AIM: Locate the line containing "of the trailer", then please write out that line and all the lines below it in the entries exactly.

begin RAW RECORDS

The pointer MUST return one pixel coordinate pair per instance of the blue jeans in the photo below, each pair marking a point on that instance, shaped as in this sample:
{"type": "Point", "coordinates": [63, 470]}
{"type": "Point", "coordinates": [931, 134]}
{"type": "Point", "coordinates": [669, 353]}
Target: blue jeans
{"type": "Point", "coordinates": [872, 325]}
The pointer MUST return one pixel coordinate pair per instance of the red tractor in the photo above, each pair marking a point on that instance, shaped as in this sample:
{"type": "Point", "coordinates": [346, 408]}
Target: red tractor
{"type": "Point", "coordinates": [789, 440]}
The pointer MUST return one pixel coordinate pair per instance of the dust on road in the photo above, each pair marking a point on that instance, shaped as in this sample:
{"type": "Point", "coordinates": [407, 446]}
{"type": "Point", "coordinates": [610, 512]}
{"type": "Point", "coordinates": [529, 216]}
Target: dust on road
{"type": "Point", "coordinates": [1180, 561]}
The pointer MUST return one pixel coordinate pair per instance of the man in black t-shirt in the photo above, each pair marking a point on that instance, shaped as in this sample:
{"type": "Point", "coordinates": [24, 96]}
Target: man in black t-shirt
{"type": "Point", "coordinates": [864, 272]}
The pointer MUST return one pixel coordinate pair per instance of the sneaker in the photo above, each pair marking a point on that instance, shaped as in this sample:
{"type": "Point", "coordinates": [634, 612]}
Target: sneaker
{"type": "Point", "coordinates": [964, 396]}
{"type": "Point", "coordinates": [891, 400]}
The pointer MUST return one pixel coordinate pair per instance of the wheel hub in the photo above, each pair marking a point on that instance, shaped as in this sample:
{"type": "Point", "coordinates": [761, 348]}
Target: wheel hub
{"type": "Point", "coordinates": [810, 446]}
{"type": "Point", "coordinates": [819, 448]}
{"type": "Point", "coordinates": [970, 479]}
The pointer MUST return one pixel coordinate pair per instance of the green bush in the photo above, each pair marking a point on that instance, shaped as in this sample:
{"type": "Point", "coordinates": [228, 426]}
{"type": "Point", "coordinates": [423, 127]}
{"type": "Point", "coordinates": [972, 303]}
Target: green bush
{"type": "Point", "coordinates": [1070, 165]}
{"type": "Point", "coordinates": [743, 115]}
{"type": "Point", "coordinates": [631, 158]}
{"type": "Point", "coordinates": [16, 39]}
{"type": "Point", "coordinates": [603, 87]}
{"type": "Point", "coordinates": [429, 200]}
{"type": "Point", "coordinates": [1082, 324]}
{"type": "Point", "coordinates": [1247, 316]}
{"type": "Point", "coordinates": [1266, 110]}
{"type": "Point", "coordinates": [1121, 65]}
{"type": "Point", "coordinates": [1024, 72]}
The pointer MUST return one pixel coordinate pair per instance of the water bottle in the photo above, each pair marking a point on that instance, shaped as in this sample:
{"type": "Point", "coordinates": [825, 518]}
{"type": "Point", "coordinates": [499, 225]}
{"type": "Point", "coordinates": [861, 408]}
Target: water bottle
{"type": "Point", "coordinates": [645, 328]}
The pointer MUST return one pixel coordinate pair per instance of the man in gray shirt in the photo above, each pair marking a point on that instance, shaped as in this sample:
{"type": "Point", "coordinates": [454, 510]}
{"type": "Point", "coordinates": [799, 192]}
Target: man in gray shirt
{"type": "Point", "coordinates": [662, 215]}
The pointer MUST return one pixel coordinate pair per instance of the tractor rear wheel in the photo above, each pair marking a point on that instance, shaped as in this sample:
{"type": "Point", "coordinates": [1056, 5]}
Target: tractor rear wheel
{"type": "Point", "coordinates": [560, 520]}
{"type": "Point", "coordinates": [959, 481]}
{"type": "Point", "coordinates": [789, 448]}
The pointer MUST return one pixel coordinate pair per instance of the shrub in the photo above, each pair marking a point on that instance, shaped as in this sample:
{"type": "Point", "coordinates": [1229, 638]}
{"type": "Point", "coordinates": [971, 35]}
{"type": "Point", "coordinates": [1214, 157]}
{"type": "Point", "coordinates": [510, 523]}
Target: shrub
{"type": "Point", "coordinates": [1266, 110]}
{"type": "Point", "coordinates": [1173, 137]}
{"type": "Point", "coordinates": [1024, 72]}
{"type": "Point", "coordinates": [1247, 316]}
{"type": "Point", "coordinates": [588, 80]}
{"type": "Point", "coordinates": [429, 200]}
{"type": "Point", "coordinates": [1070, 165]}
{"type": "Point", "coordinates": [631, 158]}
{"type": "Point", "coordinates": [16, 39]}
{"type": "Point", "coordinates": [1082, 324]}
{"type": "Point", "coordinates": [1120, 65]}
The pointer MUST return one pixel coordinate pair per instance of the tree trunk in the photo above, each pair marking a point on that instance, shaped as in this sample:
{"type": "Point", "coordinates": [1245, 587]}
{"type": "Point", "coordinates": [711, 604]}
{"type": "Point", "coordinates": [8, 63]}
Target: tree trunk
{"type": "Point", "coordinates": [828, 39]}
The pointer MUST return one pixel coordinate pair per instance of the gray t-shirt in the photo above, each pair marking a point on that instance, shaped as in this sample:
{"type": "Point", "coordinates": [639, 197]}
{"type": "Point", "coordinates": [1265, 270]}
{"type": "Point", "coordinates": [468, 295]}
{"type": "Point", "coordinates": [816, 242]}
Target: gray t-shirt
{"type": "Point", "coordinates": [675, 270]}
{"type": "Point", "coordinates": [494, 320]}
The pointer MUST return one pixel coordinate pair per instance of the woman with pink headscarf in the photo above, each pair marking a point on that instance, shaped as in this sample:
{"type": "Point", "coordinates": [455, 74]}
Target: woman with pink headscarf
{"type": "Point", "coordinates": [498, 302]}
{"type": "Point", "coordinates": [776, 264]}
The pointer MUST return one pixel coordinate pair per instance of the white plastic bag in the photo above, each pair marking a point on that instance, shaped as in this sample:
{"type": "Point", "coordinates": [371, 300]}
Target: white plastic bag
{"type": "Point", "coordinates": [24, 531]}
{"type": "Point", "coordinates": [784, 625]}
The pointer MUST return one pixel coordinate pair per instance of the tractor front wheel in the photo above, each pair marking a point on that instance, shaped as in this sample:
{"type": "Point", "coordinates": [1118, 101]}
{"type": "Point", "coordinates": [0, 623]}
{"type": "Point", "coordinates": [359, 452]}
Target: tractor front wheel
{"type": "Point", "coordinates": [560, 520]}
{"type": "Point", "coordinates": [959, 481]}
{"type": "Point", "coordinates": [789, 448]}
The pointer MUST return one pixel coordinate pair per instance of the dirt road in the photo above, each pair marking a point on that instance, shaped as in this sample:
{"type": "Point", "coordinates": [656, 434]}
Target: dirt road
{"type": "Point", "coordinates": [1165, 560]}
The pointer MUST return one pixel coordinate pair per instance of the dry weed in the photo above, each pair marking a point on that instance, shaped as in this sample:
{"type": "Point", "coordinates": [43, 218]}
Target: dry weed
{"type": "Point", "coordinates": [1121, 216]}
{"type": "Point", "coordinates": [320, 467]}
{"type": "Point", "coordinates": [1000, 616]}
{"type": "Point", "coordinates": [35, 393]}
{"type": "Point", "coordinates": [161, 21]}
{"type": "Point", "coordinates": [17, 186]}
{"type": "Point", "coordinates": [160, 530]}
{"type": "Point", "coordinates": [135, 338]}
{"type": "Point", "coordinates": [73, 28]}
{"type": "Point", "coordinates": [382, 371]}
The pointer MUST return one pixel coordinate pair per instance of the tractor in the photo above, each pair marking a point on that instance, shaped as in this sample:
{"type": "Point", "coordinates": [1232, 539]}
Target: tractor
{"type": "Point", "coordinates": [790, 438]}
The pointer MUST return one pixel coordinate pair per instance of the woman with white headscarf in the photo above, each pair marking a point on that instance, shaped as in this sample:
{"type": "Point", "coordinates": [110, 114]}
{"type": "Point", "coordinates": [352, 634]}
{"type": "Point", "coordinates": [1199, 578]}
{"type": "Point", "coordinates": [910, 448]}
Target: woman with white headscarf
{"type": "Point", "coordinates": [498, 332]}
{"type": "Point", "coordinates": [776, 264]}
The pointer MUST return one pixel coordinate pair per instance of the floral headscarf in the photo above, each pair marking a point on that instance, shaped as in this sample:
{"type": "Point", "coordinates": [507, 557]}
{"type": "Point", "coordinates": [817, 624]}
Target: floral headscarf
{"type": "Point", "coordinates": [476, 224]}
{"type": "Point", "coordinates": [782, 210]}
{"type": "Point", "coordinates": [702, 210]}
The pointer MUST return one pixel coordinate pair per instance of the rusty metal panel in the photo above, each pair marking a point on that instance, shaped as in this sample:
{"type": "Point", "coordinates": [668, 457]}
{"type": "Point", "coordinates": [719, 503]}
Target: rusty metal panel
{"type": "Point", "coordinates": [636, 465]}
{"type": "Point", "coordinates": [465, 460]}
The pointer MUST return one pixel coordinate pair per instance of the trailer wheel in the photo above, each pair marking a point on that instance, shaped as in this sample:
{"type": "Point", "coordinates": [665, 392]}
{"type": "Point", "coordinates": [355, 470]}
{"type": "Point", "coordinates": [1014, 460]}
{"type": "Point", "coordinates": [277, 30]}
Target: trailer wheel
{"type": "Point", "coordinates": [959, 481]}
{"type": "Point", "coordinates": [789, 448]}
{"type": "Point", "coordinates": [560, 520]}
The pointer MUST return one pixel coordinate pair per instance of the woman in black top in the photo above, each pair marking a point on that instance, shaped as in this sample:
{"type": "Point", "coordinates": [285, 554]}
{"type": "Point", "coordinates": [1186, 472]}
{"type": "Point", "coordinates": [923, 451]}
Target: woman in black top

end RAW RECORDS

RESULT OF THIS TASK:
The pointer MUST return one pixel coordinate pair per instance of the trailer wheel in the photo above, each pair marking a point on that instance, shaped as in this sample:
{"type": "Point", "coordinates": [665, 392]}
{"type": "Point", "coordinates": [355, 470]}
{"type": "Point", "coordinates": [1014, 460]}
{"type": "Point", "coordinates": [277, 30]}
Target: trailer wheel
{"type": "Point", "coordinates": [959, 481]}
{"type": "Point", "coordinates": [789, 448]}
{"type": "Point", "coordinates": [560, 520]}
The pointer MUST return one pixel coordinate pair per instance of the woman in black top in the photo above, each pair marking a point on that instance, shaped as in this sample:
{"type": "Point", "coordinates": [285, 554]}
{"type": "Point", "coordinates": [1186, 472]}
{"type": "Point", "coordinates": [923, 451]}
Target: woman in black top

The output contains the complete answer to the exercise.